Copy each of the rows below word for word, changing nothing.

## [EXTRACTED DATA]
----------

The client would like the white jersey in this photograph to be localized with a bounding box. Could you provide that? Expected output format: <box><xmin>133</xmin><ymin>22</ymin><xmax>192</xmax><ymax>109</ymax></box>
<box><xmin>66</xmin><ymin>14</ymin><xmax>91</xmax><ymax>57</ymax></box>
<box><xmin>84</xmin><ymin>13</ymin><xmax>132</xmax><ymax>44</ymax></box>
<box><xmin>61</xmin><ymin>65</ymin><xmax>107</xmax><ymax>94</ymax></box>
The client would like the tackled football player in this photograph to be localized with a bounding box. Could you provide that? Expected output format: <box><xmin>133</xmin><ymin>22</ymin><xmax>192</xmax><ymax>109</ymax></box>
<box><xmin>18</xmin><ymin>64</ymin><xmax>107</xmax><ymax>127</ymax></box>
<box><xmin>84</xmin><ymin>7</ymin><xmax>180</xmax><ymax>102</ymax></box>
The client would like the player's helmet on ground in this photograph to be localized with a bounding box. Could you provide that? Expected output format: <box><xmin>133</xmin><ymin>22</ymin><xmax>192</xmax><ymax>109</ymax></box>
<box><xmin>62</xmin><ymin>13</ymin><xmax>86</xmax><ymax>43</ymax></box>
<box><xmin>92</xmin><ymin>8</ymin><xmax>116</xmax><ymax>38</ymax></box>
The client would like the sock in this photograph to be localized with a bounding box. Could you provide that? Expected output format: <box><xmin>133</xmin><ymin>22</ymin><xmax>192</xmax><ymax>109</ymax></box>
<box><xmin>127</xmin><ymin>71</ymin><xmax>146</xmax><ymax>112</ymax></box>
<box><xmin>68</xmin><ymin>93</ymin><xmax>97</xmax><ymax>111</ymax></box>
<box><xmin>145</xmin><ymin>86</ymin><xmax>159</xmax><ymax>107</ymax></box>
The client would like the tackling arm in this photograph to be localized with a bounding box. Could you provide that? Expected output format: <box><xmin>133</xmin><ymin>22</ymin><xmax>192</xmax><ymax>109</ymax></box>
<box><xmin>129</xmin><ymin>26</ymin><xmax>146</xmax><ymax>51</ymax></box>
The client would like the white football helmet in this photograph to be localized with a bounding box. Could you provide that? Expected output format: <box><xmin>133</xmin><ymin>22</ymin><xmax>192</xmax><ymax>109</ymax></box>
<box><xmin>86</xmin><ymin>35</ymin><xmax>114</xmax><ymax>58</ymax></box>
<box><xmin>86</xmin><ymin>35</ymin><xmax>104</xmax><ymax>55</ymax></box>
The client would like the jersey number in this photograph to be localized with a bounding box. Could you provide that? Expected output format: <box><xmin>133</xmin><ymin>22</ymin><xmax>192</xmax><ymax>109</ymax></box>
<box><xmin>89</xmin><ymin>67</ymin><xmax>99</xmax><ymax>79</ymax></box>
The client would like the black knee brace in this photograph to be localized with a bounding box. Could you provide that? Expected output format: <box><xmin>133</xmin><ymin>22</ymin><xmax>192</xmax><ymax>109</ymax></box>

----------

## [COMPLETED EXERCISE]
The client would like the white jersey in this photograph to be localized with a bounding box. Could you provide that? Expected output format: <box><xmin>133</xmin><ymin>22</ymin><xmax>192</xmax><ymax>109</ymax></box>
<box><xmin>66</xmin><ymin>14</ymin><xmax>91</xmax><ymax>57</ymax></box>
<box><xmin>84</xmin><ymin>13</ymin><xmax>132</xmax><ymax>44</ymax></box>
<box><xmin>61</xmin><ymin>65</ymin><xmax>107</xmax><ymax>94</ymax></box>
The client would like the tackled football player in this photograph to be localized with a bounding box. Could you provide that? Expected output format: <box><xmin>133</xmin><ymin>22</ymin><xmax>192</xmax><ymax>109</ymax></box>
<box><xmin>18</xmin><ymin>64</ymin><xmax>107</xmax><ymax>127</ymax></box>
<box><xmin>84</xmin><ymin>7</ymin><xmax>180</xmax><ymax>102</ymax></box>
The client would like the player's helmet on ground in this photograph to be localized with a bounding box. Could you provide that? Expected output format: <box><xmin>133</xmin><ymin>22</ymin><xmax>192</xmax><ymax>109</ymax></box>
<box><xmin>62</xmin><ymin>13</ymin><xmax>86</xmax><ymax>43</ymax></box>
<box><xmin>92</xmin><ymin>8</ymin><xmax>116</xmax><ymax>38</ymax></box>
The client would like the sock in this photograph to be localized with a bounding box. Could you provide that? Expected output format: <box><xmin>133</xmin><ymin>22</ymin><xmax>192</xmax><ymax>109</ymax></box>
<box><xmin>127</xmin><ymin>71</ymin><xmax>146</xmax><ymax>112</ymax></box>
<box><xmin>68</xmin><ymin>93</ymin><xmax>97</xmax><ymax>111</ymax></box>
<box><xmin>145</xmin><ymin>86</ymin><xmax>159</xmax><ymax>107</ymax></box>
The client would like the tackling arm in this photograph to be localized with a bounding box. Could you provide that? Expected output format: <box><xmin>133</xmin><ymin>22</ymin><xmax>192</xmax><ymax>109</ymax></box>
<box><xmin>129</xmin><ymin>26</ymin><xmax>146</xmax><ymax>51</ymax></box>
The client would like the white football helmet in this photograph to be localized with a bounding box. Could you provide that? Expected output format: <box><xmin>133</xmin><ymin>22</ymin><xmax>192</xmax><ymax>109</ymax></box>
<box><xmin>86</xmin><ymin>35</ymin><xmax>114</xmax><ymax>58</ymax></box>
<box><xmin>86</xmin><ymin>35</ymin><xmax>104</xmax><ymax>55</ymax></box>
The client would like the jersey number in this photograph to be localized with a bounding box. Could you provide that? Expected output format: <box><xmin>133</xmin><ymin>22</ymin><xmax>192</xmax><ymax>109</ymax></box>
<box><xmin>89</xmin><ymin>67</ymin><xmax>99</xmax><ymax>79</ymax></box>
The client would like the black knee brace in this photograph to be localized with a bounding box. Could you provide that? Expected output format: <box><xmin>133</xmin><ymin>22</ymin><xmax>192</xmax><ymax>109</ymax></box>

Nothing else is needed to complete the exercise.